■ **READING TEXT**
Notice of Pre-AIA or AIA Status
The present application, filed on or after March 16, 2013, is being examined under the first inventor to file provisions of the AIA .
Continued Examination Under 37 CFR 1.114
A request for continued examination under 37 CFR 1.114, including the fee set forth in 37 CFR 1.17(e), was filed in this application after final rejection. Since this application is eligible for continued examination under 37 CFR 1.114, and the fee set forth in 37 CFR 1.17(e) has been timely paid, the finality of the previous Office action has been withdrawn pursuant to 37 CFR 1.114. Applicant's submission filed on 11/27/2025 has been entered.
Response to Arguments
Applicant’s arguments with respect to new claims 7-10 have been fully considered but are moot because the arguments do not directly apply to the new combination of references being used in the current rejection.
Claim Interpretation
The following is a quotation of 35 U.S.C. 112(f):
(f) Element in Claim for a Combination. – An element in a claim for a combination may be expressed as a means or step for performing a specified function without the recital of structure, material, or acts in support thereof, and such claim shall be construed to cover the corresponding structure, material, or acts described in the specification and equivalents thereof.
The following is a quotation of pre-AIA 35 U.S.C. 112, sixth paragraph:
An element in a claim for a combination may be expressed as a means or step for performing a specified function without the recital of structure, material, or acts in support thereof, and such claim shall be construed to cover the corresponding structure, material, or acts described in the specification and equivalents thereof.
The claims in this application are given their broadest reasonable interpretation using the plain meaning of the claim language in light of the specification as it would be understood by one of ordinary skill in the art. The broadest reasonable interpretation of a claim element (also commonly referred to as a claim limitation) is limited by the description in the specification when 35 U.S.C. 112(f) or pre-AIA 35 U.S.C. 112, sixth paragraph, is invoked.

■ **PROMPT 1**
Transcribe the Office action word for word, starting with "The claims in" and going on through "paragraph, is invoked.".
■ **PROMPT 2**
Carry the Office action forward from its final sentence, writing the text that would come next.

■ **Collected data entries**
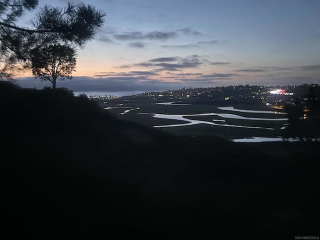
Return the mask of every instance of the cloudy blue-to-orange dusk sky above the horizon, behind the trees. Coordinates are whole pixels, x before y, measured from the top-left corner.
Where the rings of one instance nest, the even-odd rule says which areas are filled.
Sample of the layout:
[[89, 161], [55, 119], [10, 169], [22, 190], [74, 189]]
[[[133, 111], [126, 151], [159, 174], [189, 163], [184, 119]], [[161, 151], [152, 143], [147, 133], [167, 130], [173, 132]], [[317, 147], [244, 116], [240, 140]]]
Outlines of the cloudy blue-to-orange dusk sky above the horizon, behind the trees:
[[[66, 2], [39, 0], [39, 7]], [[57, 87], [84, 92], [319, 83], [320, 0], [82, 2], [104, 10], [105, 23], [78, 51], [73, 79]], [[51, 85], [31, 73], [18, 83]]]

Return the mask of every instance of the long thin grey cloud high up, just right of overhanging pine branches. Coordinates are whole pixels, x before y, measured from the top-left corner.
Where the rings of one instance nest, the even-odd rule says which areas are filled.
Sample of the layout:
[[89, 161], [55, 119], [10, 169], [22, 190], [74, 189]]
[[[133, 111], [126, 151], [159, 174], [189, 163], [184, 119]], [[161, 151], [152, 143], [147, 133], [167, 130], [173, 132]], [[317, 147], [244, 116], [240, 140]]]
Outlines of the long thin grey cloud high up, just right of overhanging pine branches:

■ **ANSWER SPACE 1**
The claims in this application are given their broadest reasonable interpretation using the plain meaning of the claim language in light of the specification as it would be understood by one of ordinary skill in the art. The broadest reasonable interpretation of a claim element (also commonly referred to as a claim limitation) is limited by the description in the specification when 35 U.S.C. 112(f) or pre-AIA 35 U.S.C. 112, sixth paragraph, is invoked.

■ **ANSWER SPACE 2**
As explained in MPEP § 2181, subsection I, claim limitations that meet the following three-prong test will be interpreted under 35 U.S.C. 112(f) or pre-AIA 35 U.S.C. 112, sixth paragraph:
(A) the claim limitation uses the term “means” or “step” or a term used as a substitute for “means” that is a generic placeholder (also called a nonce term or a non-structural term having no specific structural meaning) for performing the claimed function;
(B) the term “means” or “step” or the generic placeholder is modified by functional language, typically, but not always linked by the transition word “for” (e.g., “means for”) or another linking word or phrase, such as “configured to” or “so that”; and
(C) the term “means” or “step” or the generic placeholder is not modified by sufficient structure, material, or acts for performing the claimed function.
Use of the word “means” (or “step”) in a claim with functional language creates a rebuttable presumption that the claim limitation is to be treated in accordance with 35 U.S.C. 112(f) or pre-AIA 35 U.S.C. 112, sixth paragraph. The presumption that the claim limitation is interpreted under 35 U.S.C. 112(f) or pre-AIA 35 U.S.C. 112, sixth paragraph, is rebutted when the claim limitation recites sufficient structure, material, or acts to entirely perform the recited function.
Absence of the word “means” (or “step”) in a claim creates a rebuttable presumption that the claim limitation is not to be treated in accordance with 35 U.S.C. 112(f) or pre-AIA 35 U.S.C. 112, sixth paragraph. The presumption that the claim limitation is not interpreted under 35 U.S.C. 112(f) or pre-AIA 35 U.S.C. 112, sixth paragraph, is rebutted when the claim limitation recites function without reciting sufficient structure, material or acts to entirely perform the recited function.
Claim limitations in this application that use the word “means” (or “step”) are being interpreted under 35 U.S.C. 112(f) or pre-AIA 35 U.S.C. 112, sixth paragraph, except as otherwise indicated in an Office action. Conversely, claim limitations in this application that do not use the word “means” (or “step”) are not being interpreted under 35 U.S.C. 112(f) or pre-AIA 35 U.S.C. 112, sixth paragraph, except as otherwise indicated in an Office action.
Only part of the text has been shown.